• TASK GOAL:
Could you render the listing below as a numbered list, leaving out any blank lines?
[begin SUPPLIED DATA]
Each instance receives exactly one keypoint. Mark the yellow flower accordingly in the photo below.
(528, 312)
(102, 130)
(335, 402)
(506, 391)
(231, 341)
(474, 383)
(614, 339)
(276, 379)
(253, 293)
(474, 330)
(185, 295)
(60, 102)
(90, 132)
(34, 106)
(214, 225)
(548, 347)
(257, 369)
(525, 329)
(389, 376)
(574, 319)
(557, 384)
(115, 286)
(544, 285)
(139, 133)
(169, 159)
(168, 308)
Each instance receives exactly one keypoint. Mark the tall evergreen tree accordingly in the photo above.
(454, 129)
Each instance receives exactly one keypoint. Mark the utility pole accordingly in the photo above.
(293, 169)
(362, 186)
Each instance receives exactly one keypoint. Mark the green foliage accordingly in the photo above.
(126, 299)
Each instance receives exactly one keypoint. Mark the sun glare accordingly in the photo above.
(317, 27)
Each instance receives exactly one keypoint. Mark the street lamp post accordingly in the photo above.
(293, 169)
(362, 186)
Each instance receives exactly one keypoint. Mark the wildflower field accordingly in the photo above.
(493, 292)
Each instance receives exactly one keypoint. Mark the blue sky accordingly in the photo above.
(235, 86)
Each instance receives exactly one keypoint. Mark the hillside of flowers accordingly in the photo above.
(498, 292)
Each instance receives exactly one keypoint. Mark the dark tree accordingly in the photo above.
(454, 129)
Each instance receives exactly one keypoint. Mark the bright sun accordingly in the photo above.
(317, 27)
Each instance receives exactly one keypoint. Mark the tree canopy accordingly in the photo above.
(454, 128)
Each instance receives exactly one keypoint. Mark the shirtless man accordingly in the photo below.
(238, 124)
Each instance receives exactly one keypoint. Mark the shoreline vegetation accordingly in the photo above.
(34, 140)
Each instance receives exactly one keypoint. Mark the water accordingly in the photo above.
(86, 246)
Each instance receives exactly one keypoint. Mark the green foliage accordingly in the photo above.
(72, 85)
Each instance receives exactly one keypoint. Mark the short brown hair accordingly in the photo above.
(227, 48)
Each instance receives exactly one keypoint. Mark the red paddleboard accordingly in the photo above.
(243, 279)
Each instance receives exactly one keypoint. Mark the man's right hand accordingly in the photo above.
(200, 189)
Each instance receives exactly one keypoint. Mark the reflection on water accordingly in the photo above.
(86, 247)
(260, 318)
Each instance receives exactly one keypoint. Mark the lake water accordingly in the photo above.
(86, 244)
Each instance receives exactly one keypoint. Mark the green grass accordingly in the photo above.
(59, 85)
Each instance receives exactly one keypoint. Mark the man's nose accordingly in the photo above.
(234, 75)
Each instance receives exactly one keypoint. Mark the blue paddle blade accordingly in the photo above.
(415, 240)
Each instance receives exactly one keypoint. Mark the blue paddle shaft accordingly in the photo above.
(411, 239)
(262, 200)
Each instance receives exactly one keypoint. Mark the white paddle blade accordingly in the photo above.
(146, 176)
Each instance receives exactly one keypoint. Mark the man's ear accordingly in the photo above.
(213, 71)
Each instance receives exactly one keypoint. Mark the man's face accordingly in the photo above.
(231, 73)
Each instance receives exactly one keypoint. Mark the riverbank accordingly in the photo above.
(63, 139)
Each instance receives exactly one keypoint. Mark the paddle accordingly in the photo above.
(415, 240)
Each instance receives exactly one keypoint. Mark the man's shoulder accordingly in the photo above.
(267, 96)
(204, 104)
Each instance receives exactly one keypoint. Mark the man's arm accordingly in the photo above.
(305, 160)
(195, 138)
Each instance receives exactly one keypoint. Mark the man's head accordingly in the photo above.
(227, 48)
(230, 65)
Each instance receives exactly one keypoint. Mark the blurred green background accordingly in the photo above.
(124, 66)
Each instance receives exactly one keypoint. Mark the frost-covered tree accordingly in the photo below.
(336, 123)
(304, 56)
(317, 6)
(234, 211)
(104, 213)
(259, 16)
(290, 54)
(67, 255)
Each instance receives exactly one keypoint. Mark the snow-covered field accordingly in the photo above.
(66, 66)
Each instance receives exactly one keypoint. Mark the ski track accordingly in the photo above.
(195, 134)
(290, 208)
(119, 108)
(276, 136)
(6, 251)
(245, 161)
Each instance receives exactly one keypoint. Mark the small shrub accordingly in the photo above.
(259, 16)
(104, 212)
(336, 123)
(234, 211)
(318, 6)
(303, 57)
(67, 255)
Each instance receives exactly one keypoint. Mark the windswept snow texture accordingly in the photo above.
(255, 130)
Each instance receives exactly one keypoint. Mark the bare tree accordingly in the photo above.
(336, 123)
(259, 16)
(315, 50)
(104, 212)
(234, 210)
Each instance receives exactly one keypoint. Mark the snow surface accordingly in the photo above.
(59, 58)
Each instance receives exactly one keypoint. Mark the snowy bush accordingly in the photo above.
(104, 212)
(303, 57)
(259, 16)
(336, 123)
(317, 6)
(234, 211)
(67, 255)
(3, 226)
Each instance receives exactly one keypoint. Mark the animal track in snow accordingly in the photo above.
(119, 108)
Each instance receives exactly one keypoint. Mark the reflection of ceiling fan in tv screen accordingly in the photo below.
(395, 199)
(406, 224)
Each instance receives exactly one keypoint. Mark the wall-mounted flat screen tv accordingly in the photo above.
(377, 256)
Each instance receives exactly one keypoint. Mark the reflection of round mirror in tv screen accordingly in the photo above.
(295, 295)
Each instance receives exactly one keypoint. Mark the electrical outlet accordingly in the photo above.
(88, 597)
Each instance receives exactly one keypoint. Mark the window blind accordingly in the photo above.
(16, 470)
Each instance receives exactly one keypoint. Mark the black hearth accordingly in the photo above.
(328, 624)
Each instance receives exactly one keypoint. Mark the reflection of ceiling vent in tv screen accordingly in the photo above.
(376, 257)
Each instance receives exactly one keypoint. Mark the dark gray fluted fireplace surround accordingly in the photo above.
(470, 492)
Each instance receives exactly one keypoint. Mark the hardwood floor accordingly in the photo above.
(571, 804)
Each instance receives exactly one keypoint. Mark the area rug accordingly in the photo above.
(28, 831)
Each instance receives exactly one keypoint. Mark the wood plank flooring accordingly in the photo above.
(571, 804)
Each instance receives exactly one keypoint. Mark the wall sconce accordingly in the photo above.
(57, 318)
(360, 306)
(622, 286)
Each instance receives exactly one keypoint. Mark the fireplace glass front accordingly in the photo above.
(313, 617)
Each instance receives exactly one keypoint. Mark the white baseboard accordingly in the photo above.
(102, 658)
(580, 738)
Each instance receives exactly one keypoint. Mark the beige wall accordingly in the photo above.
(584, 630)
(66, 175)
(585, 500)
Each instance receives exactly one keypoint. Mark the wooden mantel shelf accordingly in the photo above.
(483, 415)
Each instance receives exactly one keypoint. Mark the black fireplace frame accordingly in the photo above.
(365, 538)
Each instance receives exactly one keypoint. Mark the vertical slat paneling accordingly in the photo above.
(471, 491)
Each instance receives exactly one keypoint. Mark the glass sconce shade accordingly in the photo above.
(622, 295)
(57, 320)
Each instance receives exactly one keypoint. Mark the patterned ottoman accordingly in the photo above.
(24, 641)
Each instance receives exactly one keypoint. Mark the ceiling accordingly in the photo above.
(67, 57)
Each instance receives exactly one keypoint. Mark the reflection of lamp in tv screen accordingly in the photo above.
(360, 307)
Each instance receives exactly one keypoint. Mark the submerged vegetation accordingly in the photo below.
[end SUPPLIED DATA]
• TASK OUTPUT:
1. Each instance receives exactly one keypoint. Mark the yellow flower accordingly in the photo below.
2. (528, 312)
3. (102, 130)
4. (335, 402)
5. (506, 391)
6. (231, 341)
7. (474, 383)
8. (614, 339)
9. (276, 379)
10. (253, 293)
11. (474, 330)
12. (185, 295)
13. (60, 102)
14. (90, 132)
15. (34, 106)
16. (214, 225)
17. (548, 347)
18. (257, 369)
19. (525, 329)
20. (389, 376)
21. (574, 319)
22. (557, 384)
23. (115, 286)
24. (544, 285)
25. (139, 133)
26. (169, 159)
27. (168, 308)
28. Each instance receives exactly one keypoint. Mark the tall evergreen tree accordingly in the photo above.
29. (454, 129)
30. Each instance receives exactly one keypoint. Mark the utility pole accordingly in the photo above.
31. (293, 169)
32. (362, 186)
33. Each instance receives exactly one keypoint. Mark the green foliage accordingly in the photo above.
34. (126, 299)
35. Each instance receives exactly one keypoint. Mark the sun glare accordingly in the photo above.
36. (317, 27)
37. Each instance receives exactly one keypoint. Mark the street lamp post accordingly in the photo above.
38. (293, 169)
39. (362, 186)
40. Each instance receives exactly one keypoint. Mark the wildflower field accordingly in the photo above.
41. (493, 292)
42. Each instance receives exactly one keypoint. Mark the blue sky accordingly in the photo above.
43. (235, 86)
44. Each instance receives exactly one keypoint. Mark the hillside of flowers accordingly in the photo above.
45. (498, 292)
46. Each instance receives exactly one keypoint. Mark the dark tree accordingly in the photo above.
47. (454, 129)
48. Each instance receives exactly one keypoint. Mark the bright sun accordingly in the photo above.
49. (317, 27)
50. Each instance receives exactly one keypoint. Mark the tree canopy accordingly in the photo above.
51. (454, 128)
52. Each instance receives exactly one keypoint. Mark the shirtless man accordingly in the photo below.
53. (238, 124)
54. Each instance receives exactly one keypoint. Mark the shoreline vegetation accordingly in the photo above.
55. (34, 140)
56. Each instance receives exactly one keypoint. Mark the water accordingly in the photo above.
57. (86, 246)
58. Each instance receives exactly one keypoint. Mark the green foliage accordingly in the photo above.
59. (72, 85)
60. Each instance receives exactly one keypoint. Mark the short brown hair accordingly in the photo above.
61. (227, 48)
62. Each instance receives exactly one keypoint. Mark the red paddleboard accordingly in the photo above.
63. (243, 279)
64. Each instance receives exactly one keypoint. Mark the man's right hand accordingly in the photo above.
65. (200, 189)
66. Each instance receives exactly one keypoint. Mark the reflection on water accordingly in the photo above.
67. (86, 247)
68. (260, 318)
69. Each instance receives exactly one keypoint. Mark the lake water accordingly in the photo above.
70. (86, 244)
71. Each instance receives exactly one keypoint. Mark the green grass accordingly in the photo above.
72. (59, 85)
73. Each instance receives exactly one keypoint. Mark the man's nose accordingly in the photo above.
74. (234, 75)
75. Each instance receives exactly one keypoint. Mark the blue paddle blade accordingly in the photo above.
76. (415, 240)
77. Each instance receives exactly one keypoint. Mark the blue paddle shaft accordingly in the photo above.
78. (411, 239)
79. (262, 200)
80. Each instance receives exactly one keypoint. Mark the white paddle blade accordingly in the photo above.
81. (146, 176)
82. Each instance receives exactly one keypoint. Mark the man's ear accordingly in the photo above.
83. (213, 71)
84. Each instance receives exactly one keypoint. Mark the man's face accordingly in the photo above.
85. (231, 73)
86. Each instance receives exactly one keypoint. Mark the riverbank accordingly in the photo above.
87. (63, 139)
88. Each instance receives exactly one keypoint. Mark the paddle accordingly in the photo above.
89. (415, 240)
90. Each instance receives exactly one keypoint. Mark the man's shoulder accordingly in the photo above.
91. (267, 96)
92. (204, 104)
93. Each instance receives exactly one keypoint. Mark the man's arm accordingly in the photo above.
94. (305, 160)
95. (195, 138)
96. Each instance receives exactly one keypoint. Mark the man's head accordingly in the photo above.
97. (227, 48)
98. (230, 65)
99. Each instance receives exactly one keypoint. Mark the blurred green background accordingly in the photo above.
100. (124, 66)
101. Each instance receives exactly one keypoint. Mark the frost-covered tree accordingly in the photo below.
102. (336, 123)
103. (304, 56)
104. (317, 6)
105. (234, 211)
106. (104, 213)
107. (259, 16)
108. (290, 54)
109. (67, 255)
110. Each instance receives exactly one keypoint. Mark the snow-covered field accordingly in the photo above.
111. (66, 66)
112. Each instance receives exactly one keypoint. Mark the ski track accordingly in the photo above.
113. (195, 134)
114. (290, 208)
115. (119, 108)
116. (276, 136)
117. (6, 251)
118. (245, 161)
119. Each instance receives exactly one keypoint. Mark the small shrub accordingly in the photo above.
120. (259, 16)
121. (104, 212)
122. (336, 123)
123. (234, 211)
124. (318, 6)
125. (303, 57)
126. (67, 255)
127. Each instance receives exactly one keypoint. Mark the windswept snow texture accordingly in the photo above.
128. (255, 130)
129. Each instance receives exactly one keypoint. Mark the bare tree accordingly in the photo above.
130. (336, 123)
131. (259, 16)
132. (315, 50)
133. (104, 212)
134. (234, 210)
135. Each instance receives exactly one keypoint. Mark the snow surface accordingly in the photo above.
136. (59, 58)
137. Each instance receives exactly one keypoint. Mark the snowy bush accordingly in the photo above.
138. (104, 212)
139. (303, 57)
140. (259, 16)
141. (336, 123)
142. (317, 6)
143. (234, 211)
144. (67, 255)
145. (3, 226)
146. Each instance receives exactly one keypoint. Mark the animal track in snow accordingly in the photo above.
147. (119, 108)
148. Each instance receives exactly one keypoint. Mark the reflection of ceiling fan in tv screen accordingly in the photo below.
149. (395, 199)
150. (406, 224)
151. Each instance receives exactly one keypoint. Mark the wall-mounted flat screen tv accordingly in the photo above.
152. (377, 256)
153. Each instance receives exactly one keypoint. Mark the reflection of round mirror in tv screen accordingly in the photo above.
154. (295, 295)
155. Each instance receives exactly one keypoint. Mark the electrical outlet accordingly in the photo above.
156. (88, 597)
157. Each instance receives exactly one keypoint. Mark the window blind accordingly in the photo above.
158. (16, 470)
159. Each instance receives exactly one keypoint. Mark the black hearth accordingly in the photo above.
160. (328, 624)
161. Each instance receives exactly one keypoint. Mark the reflection of ceiling vent in tv screen accordingly in the photo above.
162. (376, 257)
163. Each instance receives exactly one keypoint. Mark the dark gray fluted fireplace surround accordingly in the photo above.
164. (470, 492)
165. Each instance receives exactly one keypoint. Mark the hardwood floor accordingly in the photo above.
166. (571, 804)
167. Each instance receives exactly one keypoint. Mark the area rug accordingly in the photo above.
168. (28, 831)
169. Each instance receives exactly one keypoint. Mark the wood plank flooring accordingly in the photo above.
170. (571, 804)
171. Each instance receives exactly one keypoint. Mark the wall sconce accordingly in the photo above.
172. (57, 318)
173. (360, 306)
174. (622, 286)
175. Each instance receives exactly one keypoint. Mark the fireplace glass front accordingly in the photo above.
176. (313, 617)
177. Each instance receives exactly one keypoint. Mark the white baseboard accordingly in the photo above.
178. (102, 658)
179. (580, 738)
180. Each instance receives exactly one keypoint. Mark the beige wall accordingly in the photo above.
181. (584, 630)
182. (66, 175)
183. (585, 500)
184. Each instance receives exactly one keypoint. Mark the wooden mantel shelf accordingly in the photo above.
185. (483, 415)
186. Each instance receives exactly one keypoint. Mark the black fireplace frame accordingly in the photo above.
187. (365, 538)
188. Each instance receives exactly one keypoint. Mark the vertical slat paneling accordingly in the photo above.
189. (471, 491)
190. Each instance receives exactly one keypoint. Mark the glass sconce shade accordingly in the photo above.
191. (622, 295)
192. (57, 320)
193. Each instance receives exactly one keypoint. Mark the patterned ottoman accordingly in the photo above.
194. (24, 641)
195. Each instance receives exactly one keypoint. Mark the ceiling accordingly in the photo above.
196. (67, 57)
197. Each instance receives exactly one keypoint. Mark the reflection of lamp in tv screen accordingly in the photo above.
198. (360, 307)
199. Each instance receives exactly one keypoint. Mark the submerged vegetation accordingly in the photo below.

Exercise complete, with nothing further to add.